### BRIEF:
Report every line in the listing below that contains the word "side", copying each line in full.

### RECORDS PROVIDED:

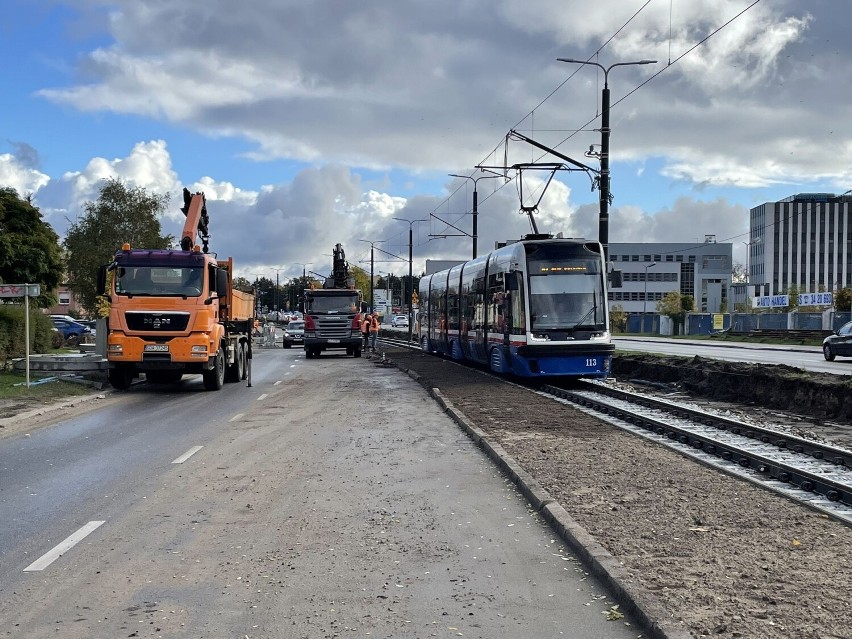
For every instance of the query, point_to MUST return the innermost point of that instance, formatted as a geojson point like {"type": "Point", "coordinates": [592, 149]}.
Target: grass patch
{"type": "Point", "coordinates": [13, 386]}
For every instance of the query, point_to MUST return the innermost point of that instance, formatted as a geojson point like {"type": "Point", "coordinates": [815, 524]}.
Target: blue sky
{"type": "Point", "coordinates": [309, 124]}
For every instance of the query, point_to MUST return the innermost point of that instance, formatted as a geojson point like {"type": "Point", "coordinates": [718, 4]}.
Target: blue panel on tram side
{"type": "Point", "coordinates": [580, 365]}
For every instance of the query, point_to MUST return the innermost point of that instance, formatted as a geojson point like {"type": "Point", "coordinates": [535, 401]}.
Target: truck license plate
{"type": "Point", "coordinates": [157, 348]}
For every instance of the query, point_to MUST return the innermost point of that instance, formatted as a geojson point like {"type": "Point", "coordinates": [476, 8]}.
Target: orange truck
{"type": "Point", "coordinates": [176, 311]}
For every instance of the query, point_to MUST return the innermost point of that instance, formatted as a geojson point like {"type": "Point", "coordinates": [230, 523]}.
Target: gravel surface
{"type": "Point", "coordinates": [725, 558]}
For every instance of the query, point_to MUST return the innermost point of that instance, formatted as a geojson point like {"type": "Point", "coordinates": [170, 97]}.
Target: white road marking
{"type": "Point", "coordinates": [60, 549]}
{"type": "Point", "coordinates": [187, 454]}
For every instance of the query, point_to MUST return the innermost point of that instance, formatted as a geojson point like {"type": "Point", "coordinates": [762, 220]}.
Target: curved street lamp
{"type": "Point", "coordinates": [475, 202]}
{"type": "Point", "coordinates": [603, 224]}
{"type": "Point", "coordinates": [411, 224]}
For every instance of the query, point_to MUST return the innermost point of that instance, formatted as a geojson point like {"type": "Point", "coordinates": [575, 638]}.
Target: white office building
{"type": "Point", "coordinates": [702, 270]}
{"type": "Point", "coordinates": [805, 239]}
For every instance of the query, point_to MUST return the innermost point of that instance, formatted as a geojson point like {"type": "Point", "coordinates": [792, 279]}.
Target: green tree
{"type": "Point", "coordinates": [793, 298]}
{"type": "Point", "coordinates": [29, 247]}
{"type": "Point", "coordinates": [675, 306]}
{"type": "Point", "coordinates": [362, 282]}
{"type": "Point", "coordinates": [617, 319]}
{"type": "Point", "coordinates": [120, 214]}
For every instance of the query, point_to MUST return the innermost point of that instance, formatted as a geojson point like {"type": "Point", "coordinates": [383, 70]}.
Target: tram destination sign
{"type": "Point", "coordinates": [20, 290]}
{"type": "Point", "coordinates": [816, 299]}
{"type": "Point", "coordinates": [805, 299]}
{"type": "Point", "coordinates": [770, 301]}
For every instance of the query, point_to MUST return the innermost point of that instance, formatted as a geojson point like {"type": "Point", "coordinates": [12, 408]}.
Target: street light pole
{"type": "Point", "coordinates": [645, 298]}
{"type": "Point", "coordinates": [372, 249]}
{"type": "Point", "coordinates": [603, 223]}
{"type": "Point", "coordinates": [277, 292]}
{"type": "Point", "coordinates": [475, 211]}
{"type": "Point", "coordinates": [411, 224]}
{"type": "Point", "coordinates": [748, 270]}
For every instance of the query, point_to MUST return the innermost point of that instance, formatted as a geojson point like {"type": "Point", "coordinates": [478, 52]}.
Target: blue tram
{"type": "Point", "coordinates": [533, 308]}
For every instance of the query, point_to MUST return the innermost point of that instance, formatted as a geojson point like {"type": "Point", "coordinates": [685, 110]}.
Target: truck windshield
{"type": "Point", "coordinates": [332, 303]}
{"type": "Point", "coordinates": [160, 281]}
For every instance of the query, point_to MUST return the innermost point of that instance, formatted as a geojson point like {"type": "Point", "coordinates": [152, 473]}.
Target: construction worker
{"type": "Point", "coordinates": [365, 331]}
{"type": "Point", "coordinates": [374, 330]}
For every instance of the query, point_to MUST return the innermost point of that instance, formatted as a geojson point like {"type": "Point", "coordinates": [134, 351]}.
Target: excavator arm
{"type": "Point", "coordinates": [195, 210]}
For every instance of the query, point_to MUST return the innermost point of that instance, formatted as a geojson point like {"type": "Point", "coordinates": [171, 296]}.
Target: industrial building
{"type": "Point", "coordinates": [803, 240]}
{"type": "Point", "coordinates": [702, 270]}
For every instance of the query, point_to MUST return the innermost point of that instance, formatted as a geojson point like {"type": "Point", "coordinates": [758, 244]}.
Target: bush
{"type": "Point", "coordinates": [12, 329]}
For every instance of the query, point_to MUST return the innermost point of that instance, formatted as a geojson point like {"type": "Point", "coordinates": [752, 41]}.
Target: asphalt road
{"type": "Point", "coordinates": [332, 498]}
{"type": "Point", "coordinates": [805, 357]}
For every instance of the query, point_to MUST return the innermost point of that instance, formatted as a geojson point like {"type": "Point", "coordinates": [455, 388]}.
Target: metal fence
{"type": "Point", "coordinates": [707, 323]}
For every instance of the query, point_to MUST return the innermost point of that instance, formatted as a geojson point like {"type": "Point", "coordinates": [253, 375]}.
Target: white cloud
{"type": "Point", "coordinates": [15, 174]}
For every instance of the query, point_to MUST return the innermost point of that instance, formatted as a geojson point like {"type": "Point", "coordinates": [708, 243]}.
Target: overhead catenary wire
{"type": "Point", "coordinates": [585, 126]}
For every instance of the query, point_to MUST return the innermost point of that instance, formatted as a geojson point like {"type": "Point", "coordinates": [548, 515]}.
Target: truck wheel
{"type": "Point", "coordinates": [234, 372]}
{"type": "Point", "coordinates": [244, 358]}
{"type": "Point", "coordinates": [214, 379]}
{"type": "Point", "coordinates": [120, 378]}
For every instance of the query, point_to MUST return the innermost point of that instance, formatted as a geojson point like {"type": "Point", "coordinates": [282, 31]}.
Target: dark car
{"type": "Point", "coordinates": [838, 343]}
{"type": "Point", "coordinates": [71, 330]}
{"type": "Point", "coordinates": [294, 334]}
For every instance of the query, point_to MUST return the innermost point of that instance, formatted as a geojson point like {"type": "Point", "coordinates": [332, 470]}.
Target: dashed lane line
{"type": "Point", "coordinates": [60, 549]}
{"type": "Point", "coordinates": [187, 454]}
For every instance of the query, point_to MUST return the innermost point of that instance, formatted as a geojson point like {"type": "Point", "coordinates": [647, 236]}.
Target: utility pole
{"type": "Point", "coordinates": [603, 222]}
{"type": "Point", "coordinates": [411, 224]}
{"type": "Point", "coordinates": [372, 250]}
{"type": "Point", "coordinates": [474, 235]}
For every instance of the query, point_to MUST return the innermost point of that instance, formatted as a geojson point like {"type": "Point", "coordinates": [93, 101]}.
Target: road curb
{"type": "Point", "coordinates": [51, 408]}
{"type": "Point", "coordinates": [644, 606]}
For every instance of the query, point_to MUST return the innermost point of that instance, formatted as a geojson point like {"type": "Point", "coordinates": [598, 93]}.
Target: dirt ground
{"type": "Point", "coordinates": [725, 558]}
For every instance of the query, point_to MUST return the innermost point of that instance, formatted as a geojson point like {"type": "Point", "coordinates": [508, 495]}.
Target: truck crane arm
{"type": "Point", "coordinates": [195, 210]}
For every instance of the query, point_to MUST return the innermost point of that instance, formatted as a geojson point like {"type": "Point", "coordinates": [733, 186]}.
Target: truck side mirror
{"type": "Point", "coordinates": [616, 279]}
{"type": "Point", "coordinates": [100, 284]}
{"type": "Point", "coordinates": [222, 285]}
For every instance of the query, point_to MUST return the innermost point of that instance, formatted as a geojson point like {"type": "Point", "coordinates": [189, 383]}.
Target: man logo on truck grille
{"type": "Point", "coordinates": [157, 321]}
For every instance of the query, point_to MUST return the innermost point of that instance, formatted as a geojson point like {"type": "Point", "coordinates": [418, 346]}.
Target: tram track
{"type": "Point", "coordinates": [722, 552]}
{"type": "Point", "coordinates": [815, 474]}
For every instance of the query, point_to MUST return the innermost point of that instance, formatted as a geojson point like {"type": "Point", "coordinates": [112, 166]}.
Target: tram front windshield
{"type": "Point", "coordinates": [566, 295]}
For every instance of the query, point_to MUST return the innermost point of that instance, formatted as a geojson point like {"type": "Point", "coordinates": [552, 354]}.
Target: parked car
{"type": "Point", "coordinates": [838, 343]}
{"type": "Point", "coordinates": [294, 334]}
{"type": "Point", "coordinates": [72, 330]}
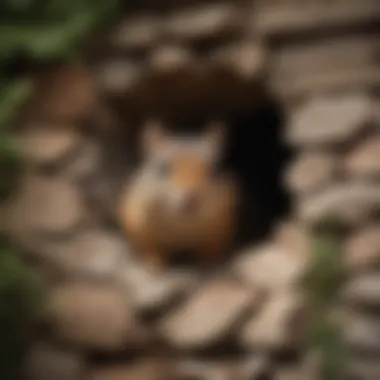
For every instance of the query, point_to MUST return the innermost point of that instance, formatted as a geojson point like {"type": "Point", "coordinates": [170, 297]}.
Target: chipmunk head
{"type": "Point", "coordinates": [185, 167]}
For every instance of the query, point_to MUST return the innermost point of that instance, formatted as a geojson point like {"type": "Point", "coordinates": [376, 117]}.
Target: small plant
{"type": "Point", "coordinates": [32, 33]}
{"type": "Point", "coordinates": [324, 279]}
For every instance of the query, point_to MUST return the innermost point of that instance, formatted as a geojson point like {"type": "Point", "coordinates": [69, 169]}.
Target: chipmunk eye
{"type": "Point", "coordinates": [163, 169]}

### RESPONSE TO THIS TASK:
Target: blue panel on tram side
Target: truck side mirror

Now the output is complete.